• Data provided
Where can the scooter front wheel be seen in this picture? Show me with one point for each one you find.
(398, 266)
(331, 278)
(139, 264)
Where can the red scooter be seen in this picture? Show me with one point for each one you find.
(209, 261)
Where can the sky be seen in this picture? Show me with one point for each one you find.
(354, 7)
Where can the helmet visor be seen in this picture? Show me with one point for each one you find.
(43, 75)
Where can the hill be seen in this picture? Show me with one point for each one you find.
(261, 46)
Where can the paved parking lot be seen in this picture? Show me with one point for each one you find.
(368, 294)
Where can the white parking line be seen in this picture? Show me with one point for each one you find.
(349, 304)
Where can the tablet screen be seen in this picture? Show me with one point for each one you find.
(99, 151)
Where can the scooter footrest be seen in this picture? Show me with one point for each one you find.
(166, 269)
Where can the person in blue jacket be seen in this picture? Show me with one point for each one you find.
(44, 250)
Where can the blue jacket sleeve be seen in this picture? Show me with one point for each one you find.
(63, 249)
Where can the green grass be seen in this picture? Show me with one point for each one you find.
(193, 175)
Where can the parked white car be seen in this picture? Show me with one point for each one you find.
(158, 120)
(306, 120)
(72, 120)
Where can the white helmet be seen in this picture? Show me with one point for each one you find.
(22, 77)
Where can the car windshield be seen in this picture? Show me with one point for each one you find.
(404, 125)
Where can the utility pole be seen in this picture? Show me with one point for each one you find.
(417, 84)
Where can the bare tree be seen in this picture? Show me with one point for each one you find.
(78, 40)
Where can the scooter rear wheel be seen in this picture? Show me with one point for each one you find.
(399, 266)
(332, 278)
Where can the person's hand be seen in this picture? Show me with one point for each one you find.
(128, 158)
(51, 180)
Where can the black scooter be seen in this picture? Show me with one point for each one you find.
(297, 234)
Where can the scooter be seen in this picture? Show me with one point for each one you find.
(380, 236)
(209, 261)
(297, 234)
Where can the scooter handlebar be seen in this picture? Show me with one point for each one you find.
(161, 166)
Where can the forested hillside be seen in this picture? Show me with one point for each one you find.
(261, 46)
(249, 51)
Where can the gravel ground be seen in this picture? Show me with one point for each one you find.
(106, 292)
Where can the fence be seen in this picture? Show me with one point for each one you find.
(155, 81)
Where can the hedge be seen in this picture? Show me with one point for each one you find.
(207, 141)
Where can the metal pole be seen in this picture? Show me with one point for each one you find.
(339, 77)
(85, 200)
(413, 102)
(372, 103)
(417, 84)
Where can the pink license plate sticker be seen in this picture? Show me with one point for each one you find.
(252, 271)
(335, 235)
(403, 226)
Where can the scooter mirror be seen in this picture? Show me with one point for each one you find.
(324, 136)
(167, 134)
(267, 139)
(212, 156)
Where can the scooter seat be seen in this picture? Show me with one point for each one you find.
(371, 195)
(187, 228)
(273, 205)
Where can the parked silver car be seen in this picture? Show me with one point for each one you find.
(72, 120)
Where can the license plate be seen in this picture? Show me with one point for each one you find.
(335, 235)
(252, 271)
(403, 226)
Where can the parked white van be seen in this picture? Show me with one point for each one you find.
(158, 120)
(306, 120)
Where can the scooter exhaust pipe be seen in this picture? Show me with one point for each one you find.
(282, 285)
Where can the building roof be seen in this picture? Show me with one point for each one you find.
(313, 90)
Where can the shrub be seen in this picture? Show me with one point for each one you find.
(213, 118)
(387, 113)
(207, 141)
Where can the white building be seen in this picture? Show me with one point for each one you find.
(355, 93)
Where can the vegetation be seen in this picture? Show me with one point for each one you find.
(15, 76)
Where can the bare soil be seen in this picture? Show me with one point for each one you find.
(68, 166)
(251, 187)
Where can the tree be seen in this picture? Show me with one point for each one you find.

• Task to carry out
Each line in the listing needs to be copied exactly.

• Task answer
Where can the scooter front wheel be seen in this picture? Show me with one point for each one you find.
(398, 266)
(331, 278)
(139, 264)
Where can the red scooter be seen in this picture? Show me with one point for each one you find.
(209, 261)
Where can the sky be seen in this picture? Show me with one point for each one you find.
(354, 7)
Where can the helmet visor be seen in this picture? Show me with one point for each one you find.
(43, 75)
Where can the hill be seen in this picture? Show me with one point for each one you find.
(261, 46)
Where can the paved parking lot be seen in this picture? Show me with one point for each one you find.
(368, 294)
Where can the white parking line be seen in this picture? Show me with one point for each one you find.
(349, 304)
Where can the tablet screen be seen in this picture? Show me with one point for each one you find.
(99, 151)
Where can the scooter footrest be seen in this picture? Show me with one point for each one you find.
(166, 269)
Where can the person in blue jacket be seen in this picture? Show me with one point for each one you find.
(44, 250)
Where can the blue jacket sleeve be seen in this picture? Show me with one point for each one you find.
(63, 249)
Where can the green grass be seen in this picture? Show me with one point for each one you find.
(193, 175)
Where can the parked white car be seen in this picture? Show me with one point for each one you find.
(158, 120)
(306, 120)
(72, 120)
Where can the white helmet be seen in this picture? Show me with one point for each one you find.
(22, 77)
Where can the car windshield be seen in this picture? Show me with one point for each one you find.
(404, 125)
Where can the utility pole be seen in this picture? Show me with one point for each one you find.
(417, 84)
Where can the bare tree be seen in this picture? Show me with one point for each one you find.
(78, 40)
Where can the scooter rear wheel be seen in this picture? Show me with one point for each one you find.
(399, 266)
(332, 278)
Where can the person's hand be seen in this picture? Show me with one point for each one you find.
(128, 158)
(51, 180)
Where can the black scooter be seen in this picture? Show me with one point for each one you find.
(297, 234)
Where can the scooter be seen in this picture? Show me with one point for each one you find.
(380, 236)
(209, 261)
(297, 234)
Where can the scooter handlebar be seen in this picture? Show me with one point for each one you find.
(161, 166)
Where can the forested hillside be seen in this picture? Show me with one point for each one you find.
(261, 46)
(249, 51)
Where can the gravel ground be seen in this picture? Show me with one point for each one you find.
(106, 292)
Where can the fence be seen in this picture? Show me with one point for each one you find.
(155, 81)
Where can the hedge be seen in this picture? Show me with one point for each one you find.
(207, 141)
Where can the metal pole be seen in this picture? Show me with one point for each one you find.
(339, 77)
(85, 200)
(413, 102)
(372, 103)
(417, 84)
Where can the pink license plate sticker be seen in this picture? Show me with one point for each one you find.
(252, 271)
(335, 235)
(403, 226)
Where can the scooter mirror be seen in this picture? Show me with one point for each one you find.
(324, 136)
(167, 134)
(267, 139)
(212, 156)
Where can the scooter seat be seen in this picture? Show me with one point for each one you find.
(371, 195)
(187, 228)
(273, 205)
Where can the parked silver car be seen in this picture? Show me with one point for each one you find.
(72, 120)
Where can the license plate be seen in this picture? Show me with one point for each one you find.
(335, 235)
(252, 271)
(403, 226)
Where can the parked white van be seen in this picture? Show me with one point for each one you find.
(158, 120)
(306, 120)
Where can the scooter exhaust pipe be seen in this picture? Show me with one point for each one you find.
(282, 285)
Where can the building roof be seen in this picture? Show me with one point for each one you find.
(313, 90)
Where can the shrub be seen in this picture? Show me with one point for each one you find.
(213, 118)
(387, 113)
(207, 141)
Where can the white building be seen in this picture? Show me with one point for each one you find.
(355, 93)
Where can the vegetation be seen in this picture? Show me with one point for each one you find.
(15, 76)
Where can the bare soil be seen in this picture? Show me with one point for each one you find.
(68, 166)
(251, 187)
Where can the tree be seen in this picture? Show me with one point for each one you find.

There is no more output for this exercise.